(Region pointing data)
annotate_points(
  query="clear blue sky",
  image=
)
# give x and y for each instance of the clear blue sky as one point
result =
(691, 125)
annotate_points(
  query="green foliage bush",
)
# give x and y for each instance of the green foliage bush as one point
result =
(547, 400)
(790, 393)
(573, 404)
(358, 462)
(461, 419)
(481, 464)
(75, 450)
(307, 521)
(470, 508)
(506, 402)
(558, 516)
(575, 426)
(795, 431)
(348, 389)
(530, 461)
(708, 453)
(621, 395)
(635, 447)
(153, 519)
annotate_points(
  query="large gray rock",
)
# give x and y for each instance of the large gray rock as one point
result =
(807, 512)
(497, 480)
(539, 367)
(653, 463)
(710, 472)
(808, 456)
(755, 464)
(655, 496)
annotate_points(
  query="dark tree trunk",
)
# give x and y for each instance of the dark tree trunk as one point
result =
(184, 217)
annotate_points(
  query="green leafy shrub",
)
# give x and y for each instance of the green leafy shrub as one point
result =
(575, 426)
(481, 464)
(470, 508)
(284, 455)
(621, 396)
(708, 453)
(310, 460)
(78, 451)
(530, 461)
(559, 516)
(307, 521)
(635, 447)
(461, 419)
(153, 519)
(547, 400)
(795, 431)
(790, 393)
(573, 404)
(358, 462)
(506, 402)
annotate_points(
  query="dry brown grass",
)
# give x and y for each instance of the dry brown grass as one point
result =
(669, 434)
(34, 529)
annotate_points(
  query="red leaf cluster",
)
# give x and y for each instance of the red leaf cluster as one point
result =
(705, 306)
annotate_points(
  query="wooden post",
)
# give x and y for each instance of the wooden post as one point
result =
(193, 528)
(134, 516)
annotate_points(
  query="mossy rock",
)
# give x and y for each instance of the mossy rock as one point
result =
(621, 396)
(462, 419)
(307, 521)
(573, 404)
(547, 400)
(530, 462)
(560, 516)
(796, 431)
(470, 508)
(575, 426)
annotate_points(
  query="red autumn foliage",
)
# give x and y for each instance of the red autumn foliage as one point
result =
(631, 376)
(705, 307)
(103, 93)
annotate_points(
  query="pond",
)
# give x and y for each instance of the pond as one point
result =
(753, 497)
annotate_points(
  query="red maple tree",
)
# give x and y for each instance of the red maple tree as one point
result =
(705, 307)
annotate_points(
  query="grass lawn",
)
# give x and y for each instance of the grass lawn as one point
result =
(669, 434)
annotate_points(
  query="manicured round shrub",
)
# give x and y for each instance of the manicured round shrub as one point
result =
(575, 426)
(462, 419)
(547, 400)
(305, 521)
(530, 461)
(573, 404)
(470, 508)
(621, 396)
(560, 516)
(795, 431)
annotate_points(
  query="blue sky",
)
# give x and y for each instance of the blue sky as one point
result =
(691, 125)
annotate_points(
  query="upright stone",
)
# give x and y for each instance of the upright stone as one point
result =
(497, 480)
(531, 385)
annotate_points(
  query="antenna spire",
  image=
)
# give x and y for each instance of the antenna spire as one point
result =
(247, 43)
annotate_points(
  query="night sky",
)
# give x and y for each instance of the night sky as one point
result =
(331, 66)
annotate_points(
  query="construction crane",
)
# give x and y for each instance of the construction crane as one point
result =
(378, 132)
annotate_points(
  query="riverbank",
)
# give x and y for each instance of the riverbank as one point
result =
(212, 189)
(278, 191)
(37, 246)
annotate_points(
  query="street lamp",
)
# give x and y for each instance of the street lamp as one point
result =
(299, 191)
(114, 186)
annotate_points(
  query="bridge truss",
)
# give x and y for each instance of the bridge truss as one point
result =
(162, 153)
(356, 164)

__Directions for this task__: Copy down each line in the entries that has the word "manicured".

__Answer for the task__:
  query="manicured round shrub",
# give x and y for each instance of the manicured round shrub as one point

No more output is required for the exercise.